▶ _Records for this task_:
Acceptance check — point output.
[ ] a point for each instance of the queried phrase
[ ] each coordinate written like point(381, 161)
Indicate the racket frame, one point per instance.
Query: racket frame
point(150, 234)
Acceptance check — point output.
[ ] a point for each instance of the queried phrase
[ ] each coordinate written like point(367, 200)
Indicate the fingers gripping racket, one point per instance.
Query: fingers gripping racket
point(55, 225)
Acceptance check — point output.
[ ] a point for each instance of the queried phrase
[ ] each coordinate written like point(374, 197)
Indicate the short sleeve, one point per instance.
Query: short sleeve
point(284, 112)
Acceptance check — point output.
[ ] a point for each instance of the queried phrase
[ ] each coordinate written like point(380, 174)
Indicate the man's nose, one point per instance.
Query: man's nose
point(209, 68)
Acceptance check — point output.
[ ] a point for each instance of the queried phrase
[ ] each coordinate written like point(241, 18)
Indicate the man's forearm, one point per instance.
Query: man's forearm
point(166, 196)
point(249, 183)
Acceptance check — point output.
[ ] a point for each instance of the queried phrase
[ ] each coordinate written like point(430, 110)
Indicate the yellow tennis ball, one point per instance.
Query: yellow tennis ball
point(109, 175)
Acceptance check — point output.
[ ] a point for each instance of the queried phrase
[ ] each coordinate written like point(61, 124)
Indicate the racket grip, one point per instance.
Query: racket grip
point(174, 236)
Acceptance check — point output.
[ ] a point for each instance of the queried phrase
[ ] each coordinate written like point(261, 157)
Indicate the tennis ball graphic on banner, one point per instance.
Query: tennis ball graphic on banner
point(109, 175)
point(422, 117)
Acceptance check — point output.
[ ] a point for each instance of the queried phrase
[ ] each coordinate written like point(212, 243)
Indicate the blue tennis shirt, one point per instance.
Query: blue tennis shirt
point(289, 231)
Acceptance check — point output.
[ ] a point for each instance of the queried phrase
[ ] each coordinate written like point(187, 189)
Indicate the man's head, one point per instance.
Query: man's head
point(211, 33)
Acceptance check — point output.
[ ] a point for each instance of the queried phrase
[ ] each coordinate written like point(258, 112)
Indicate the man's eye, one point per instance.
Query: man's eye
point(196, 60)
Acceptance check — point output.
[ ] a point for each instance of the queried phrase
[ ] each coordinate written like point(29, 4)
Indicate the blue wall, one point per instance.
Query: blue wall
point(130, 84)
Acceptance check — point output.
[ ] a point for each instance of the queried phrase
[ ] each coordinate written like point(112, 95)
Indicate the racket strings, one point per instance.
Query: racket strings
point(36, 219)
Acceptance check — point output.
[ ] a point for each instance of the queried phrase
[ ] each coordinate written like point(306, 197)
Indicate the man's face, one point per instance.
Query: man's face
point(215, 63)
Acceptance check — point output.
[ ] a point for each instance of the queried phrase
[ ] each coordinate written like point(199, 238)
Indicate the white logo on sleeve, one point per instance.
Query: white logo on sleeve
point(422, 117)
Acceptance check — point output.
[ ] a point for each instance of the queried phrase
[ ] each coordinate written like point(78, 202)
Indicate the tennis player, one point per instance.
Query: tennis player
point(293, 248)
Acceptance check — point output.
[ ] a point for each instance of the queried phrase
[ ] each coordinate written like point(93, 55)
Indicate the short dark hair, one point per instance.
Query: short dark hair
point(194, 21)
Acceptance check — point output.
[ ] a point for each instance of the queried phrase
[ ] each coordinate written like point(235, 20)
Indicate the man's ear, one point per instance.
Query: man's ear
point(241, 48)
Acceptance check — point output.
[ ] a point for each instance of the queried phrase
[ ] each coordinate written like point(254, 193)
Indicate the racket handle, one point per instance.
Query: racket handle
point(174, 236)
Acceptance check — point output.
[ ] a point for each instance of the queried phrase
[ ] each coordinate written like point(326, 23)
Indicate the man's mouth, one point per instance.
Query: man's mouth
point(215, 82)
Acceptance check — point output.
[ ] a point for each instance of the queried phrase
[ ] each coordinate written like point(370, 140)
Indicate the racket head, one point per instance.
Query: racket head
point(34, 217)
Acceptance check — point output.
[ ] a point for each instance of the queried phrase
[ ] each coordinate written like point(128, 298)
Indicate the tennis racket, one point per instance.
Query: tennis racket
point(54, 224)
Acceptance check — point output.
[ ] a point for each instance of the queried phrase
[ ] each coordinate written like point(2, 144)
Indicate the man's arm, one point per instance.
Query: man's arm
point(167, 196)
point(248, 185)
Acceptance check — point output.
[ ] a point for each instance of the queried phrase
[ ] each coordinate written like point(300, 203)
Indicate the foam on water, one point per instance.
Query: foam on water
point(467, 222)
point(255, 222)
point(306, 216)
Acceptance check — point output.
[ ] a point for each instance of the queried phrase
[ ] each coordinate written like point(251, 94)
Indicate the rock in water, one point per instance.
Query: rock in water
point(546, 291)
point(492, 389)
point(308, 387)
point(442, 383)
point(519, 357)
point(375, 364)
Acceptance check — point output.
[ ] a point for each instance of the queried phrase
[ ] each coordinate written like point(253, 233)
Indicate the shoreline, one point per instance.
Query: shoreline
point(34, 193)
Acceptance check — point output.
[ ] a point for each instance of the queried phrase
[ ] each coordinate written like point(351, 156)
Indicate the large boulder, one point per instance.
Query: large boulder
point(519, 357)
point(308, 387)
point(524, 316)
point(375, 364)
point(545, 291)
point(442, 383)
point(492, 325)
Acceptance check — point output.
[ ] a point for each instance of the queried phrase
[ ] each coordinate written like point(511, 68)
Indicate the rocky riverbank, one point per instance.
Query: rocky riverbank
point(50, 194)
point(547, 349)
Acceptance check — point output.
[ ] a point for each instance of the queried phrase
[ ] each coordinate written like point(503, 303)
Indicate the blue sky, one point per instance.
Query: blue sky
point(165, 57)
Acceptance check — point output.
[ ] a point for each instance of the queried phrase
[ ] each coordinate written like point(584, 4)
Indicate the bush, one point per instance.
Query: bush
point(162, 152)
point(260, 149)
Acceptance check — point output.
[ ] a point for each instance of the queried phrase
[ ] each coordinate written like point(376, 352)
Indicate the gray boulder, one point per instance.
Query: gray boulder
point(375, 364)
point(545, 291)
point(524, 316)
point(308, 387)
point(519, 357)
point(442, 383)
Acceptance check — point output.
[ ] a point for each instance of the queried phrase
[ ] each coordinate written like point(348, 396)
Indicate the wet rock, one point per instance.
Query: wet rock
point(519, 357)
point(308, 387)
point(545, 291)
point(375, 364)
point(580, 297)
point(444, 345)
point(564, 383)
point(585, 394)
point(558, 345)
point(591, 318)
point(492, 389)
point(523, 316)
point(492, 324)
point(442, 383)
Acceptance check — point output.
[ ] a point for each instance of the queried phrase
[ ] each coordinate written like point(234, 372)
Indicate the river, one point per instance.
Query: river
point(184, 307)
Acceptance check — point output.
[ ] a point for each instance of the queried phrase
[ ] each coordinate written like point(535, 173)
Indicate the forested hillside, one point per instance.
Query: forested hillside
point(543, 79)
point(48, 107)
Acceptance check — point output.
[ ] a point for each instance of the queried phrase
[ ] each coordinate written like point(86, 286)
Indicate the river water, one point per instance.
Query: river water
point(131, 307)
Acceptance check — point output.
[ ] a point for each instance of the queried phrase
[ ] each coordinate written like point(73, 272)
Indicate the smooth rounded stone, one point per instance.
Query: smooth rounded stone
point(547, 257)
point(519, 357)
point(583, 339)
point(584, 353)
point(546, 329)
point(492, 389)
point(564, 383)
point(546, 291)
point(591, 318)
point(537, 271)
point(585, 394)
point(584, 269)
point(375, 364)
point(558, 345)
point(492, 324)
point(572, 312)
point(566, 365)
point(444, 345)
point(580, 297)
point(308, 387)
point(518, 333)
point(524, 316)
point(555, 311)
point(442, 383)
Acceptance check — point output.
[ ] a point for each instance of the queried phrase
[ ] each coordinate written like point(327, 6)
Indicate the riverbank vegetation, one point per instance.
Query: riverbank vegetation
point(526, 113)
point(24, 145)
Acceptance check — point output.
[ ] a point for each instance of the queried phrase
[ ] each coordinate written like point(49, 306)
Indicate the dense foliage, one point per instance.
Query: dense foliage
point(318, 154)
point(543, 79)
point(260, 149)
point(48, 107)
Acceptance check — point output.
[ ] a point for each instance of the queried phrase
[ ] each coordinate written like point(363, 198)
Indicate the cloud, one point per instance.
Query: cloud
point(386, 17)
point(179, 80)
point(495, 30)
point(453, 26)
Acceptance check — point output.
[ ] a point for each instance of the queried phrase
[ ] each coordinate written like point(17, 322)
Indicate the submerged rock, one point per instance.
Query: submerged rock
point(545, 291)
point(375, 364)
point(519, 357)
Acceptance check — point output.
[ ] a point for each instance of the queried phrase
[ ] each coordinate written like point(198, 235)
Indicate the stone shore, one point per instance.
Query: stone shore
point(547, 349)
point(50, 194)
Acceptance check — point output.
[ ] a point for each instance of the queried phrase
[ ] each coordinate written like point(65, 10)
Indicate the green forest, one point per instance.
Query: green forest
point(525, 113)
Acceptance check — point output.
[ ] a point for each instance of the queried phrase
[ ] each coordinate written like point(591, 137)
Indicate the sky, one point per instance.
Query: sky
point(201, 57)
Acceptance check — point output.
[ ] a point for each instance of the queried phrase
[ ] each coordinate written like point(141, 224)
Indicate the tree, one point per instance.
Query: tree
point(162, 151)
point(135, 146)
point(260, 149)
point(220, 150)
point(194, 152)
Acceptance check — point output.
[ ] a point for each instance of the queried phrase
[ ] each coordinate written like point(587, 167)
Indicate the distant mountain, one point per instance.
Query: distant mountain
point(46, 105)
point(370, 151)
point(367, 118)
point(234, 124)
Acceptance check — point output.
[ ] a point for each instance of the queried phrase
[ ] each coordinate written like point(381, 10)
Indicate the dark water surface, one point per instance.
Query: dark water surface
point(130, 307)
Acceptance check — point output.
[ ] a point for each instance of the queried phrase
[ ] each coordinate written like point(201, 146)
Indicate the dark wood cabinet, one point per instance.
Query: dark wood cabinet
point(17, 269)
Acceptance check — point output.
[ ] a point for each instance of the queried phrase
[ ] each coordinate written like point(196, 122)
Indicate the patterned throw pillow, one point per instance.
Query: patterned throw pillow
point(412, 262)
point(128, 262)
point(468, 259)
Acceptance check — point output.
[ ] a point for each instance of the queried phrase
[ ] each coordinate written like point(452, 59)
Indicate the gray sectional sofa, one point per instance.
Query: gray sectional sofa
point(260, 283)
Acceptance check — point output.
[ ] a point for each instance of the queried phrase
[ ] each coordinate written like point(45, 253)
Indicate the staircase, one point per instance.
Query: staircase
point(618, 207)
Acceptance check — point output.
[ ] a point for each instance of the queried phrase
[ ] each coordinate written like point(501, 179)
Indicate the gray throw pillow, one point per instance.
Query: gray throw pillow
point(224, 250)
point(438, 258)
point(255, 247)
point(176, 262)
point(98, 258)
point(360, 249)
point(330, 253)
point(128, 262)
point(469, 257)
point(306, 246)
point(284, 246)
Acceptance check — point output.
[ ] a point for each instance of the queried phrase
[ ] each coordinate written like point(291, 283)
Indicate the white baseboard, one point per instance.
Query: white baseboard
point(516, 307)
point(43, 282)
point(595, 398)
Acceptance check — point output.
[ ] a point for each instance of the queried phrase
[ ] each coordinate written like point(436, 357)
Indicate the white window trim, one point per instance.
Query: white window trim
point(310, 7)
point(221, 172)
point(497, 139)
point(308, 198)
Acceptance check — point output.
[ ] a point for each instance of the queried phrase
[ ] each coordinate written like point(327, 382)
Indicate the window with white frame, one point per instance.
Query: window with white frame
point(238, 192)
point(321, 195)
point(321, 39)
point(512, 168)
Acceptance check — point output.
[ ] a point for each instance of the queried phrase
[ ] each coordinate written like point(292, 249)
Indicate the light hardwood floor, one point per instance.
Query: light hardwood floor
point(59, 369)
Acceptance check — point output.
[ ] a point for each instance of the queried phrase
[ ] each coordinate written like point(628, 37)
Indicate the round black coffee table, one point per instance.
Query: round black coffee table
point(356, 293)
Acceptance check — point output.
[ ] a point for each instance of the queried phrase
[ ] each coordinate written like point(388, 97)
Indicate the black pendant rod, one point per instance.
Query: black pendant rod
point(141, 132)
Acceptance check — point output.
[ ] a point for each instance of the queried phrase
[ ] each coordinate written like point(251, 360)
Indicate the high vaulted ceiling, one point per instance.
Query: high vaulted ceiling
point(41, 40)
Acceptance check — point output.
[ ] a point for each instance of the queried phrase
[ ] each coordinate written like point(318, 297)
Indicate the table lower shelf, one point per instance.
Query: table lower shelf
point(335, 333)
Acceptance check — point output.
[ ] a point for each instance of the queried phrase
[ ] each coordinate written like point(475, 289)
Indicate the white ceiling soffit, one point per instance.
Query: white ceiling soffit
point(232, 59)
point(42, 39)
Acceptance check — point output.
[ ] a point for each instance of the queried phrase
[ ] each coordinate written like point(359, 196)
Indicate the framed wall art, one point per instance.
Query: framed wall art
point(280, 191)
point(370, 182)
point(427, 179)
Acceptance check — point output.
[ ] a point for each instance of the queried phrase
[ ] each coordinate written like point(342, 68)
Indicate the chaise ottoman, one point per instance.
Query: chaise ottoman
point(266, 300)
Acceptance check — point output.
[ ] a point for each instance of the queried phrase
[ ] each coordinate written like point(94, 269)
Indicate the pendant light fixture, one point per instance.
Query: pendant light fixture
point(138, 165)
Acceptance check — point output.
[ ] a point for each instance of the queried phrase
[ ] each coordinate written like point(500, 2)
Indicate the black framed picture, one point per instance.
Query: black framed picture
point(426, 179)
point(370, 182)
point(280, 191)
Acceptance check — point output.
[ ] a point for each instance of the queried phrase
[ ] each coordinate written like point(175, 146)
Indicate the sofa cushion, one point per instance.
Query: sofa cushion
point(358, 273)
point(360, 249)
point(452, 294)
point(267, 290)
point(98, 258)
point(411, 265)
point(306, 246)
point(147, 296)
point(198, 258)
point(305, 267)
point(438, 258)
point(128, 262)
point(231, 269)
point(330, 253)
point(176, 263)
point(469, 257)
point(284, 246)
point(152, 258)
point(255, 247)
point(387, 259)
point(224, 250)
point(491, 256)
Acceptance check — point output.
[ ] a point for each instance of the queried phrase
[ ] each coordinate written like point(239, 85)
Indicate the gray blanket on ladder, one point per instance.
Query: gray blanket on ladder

▶ _What you need to do_: Take every line from the listing above that includes the word "ladder" and copy it.

▶ _Solution for this problem_:
Indicate the gray blanket on ladder, one point per instance.
Query: gray blanket on ladder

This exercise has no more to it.